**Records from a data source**
********
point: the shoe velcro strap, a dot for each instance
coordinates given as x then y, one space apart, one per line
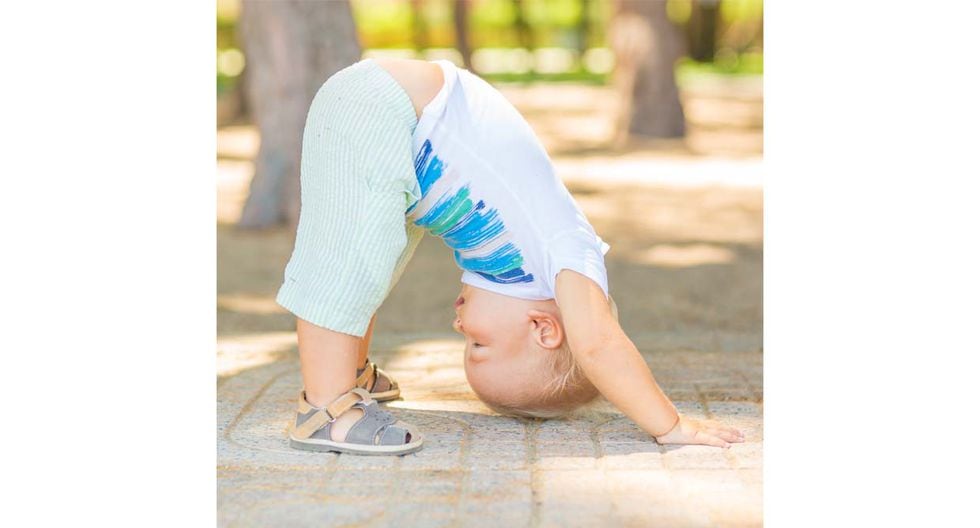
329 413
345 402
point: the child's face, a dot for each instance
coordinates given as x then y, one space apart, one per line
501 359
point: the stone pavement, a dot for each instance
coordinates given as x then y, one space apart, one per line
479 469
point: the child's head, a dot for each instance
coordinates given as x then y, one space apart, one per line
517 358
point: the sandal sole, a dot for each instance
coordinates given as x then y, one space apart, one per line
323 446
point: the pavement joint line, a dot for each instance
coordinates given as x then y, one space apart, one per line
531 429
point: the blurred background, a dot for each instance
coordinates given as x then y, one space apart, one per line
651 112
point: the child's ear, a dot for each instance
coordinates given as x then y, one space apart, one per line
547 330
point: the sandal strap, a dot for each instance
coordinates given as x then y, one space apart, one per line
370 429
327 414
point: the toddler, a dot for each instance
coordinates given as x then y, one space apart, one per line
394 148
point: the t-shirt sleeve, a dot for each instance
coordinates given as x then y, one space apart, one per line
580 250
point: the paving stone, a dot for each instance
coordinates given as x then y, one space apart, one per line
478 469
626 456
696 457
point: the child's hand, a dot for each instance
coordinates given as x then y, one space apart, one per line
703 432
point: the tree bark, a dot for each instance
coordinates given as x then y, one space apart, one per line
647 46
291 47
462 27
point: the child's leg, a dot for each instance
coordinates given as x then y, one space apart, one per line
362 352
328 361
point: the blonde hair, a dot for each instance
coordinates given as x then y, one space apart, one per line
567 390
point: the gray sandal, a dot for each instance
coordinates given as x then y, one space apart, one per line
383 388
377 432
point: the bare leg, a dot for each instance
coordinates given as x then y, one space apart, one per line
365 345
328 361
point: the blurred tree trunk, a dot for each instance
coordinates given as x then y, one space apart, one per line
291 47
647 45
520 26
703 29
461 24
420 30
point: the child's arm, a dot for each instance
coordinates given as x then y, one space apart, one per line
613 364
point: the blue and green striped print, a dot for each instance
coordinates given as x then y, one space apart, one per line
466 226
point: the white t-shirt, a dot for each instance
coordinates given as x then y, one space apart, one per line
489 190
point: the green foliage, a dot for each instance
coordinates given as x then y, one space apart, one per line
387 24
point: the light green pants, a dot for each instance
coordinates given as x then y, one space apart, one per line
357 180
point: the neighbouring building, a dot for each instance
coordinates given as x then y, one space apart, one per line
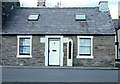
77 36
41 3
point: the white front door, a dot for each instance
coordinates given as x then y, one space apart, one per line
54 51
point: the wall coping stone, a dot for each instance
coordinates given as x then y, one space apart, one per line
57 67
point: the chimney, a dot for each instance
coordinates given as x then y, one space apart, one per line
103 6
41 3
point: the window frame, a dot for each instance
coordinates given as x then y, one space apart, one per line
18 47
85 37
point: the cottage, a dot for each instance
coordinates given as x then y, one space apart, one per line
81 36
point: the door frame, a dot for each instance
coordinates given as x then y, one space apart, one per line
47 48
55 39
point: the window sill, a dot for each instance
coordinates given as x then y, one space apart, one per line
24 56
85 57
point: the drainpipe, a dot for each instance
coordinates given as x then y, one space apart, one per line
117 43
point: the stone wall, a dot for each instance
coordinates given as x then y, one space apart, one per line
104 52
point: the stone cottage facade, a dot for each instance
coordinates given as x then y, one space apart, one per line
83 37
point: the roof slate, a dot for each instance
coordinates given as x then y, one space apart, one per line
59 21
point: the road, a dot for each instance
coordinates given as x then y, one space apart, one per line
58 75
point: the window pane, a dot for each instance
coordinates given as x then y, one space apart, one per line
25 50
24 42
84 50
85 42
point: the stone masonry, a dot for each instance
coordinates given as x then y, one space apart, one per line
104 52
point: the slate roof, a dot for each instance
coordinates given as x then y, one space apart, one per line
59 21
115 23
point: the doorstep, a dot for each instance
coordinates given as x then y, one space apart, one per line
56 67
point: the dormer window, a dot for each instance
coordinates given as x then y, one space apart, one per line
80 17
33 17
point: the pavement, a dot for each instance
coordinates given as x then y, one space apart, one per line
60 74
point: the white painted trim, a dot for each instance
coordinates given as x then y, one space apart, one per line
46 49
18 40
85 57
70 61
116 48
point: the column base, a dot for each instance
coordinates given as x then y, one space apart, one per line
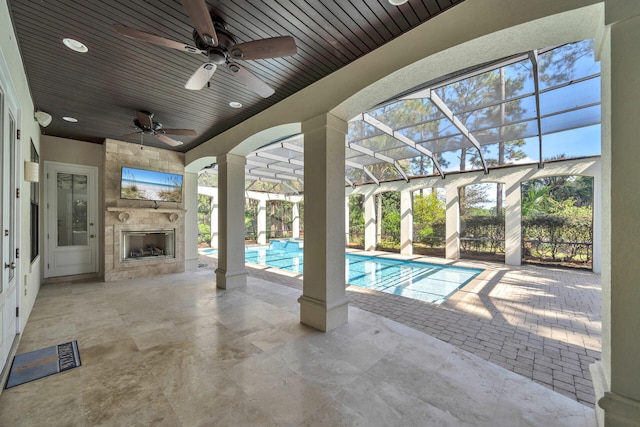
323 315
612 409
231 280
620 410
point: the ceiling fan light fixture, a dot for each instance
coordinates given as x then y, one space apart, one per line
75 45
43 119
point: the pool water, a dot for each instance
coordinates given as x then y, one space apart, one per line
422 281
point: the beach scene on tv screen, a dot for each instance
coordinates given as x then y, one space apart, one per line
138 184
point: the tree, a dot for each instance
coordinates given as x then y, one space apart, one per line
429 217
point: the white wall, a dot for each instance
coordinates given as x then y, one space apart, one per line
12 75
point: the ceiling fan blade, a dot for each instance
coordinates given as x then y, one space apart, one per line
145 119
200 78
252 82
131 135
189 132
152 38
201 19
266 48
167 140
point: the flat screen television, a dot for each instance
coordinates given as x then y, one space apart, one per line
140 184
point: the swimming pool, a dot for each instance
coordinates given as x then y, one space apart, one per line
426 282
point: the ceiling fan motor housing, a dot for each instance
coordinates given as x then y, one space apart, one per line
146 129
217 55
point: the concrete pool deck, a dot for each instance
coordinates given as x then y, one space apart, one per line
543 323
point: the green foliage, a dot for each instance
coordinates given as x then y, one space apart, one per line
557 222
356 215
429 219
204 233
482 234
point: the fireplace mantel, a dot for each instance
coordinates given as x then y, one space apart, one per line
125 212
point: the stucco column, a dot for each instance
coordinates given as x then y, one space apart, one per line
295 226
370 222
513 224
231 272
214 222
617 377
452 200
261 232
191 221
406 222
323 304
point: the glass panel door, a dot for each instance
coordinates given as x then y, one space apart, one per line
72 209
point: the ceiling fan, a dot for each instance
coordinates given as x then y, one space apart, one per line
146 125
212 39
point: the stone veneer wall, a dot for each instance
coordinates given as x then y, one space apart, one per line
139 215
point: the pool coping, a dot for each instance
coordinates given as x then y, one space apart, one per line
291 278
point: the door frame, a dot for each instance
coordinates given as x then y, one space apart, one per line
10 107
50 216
********
**Exercise instructions**
Whenever the word "tree" occurs in a line above, copy that line.

**Response box**
point: the tree bark, a dot for each instance
point: the blurred tree trunk, a dot for each instance
point: the tree, a dot for each instance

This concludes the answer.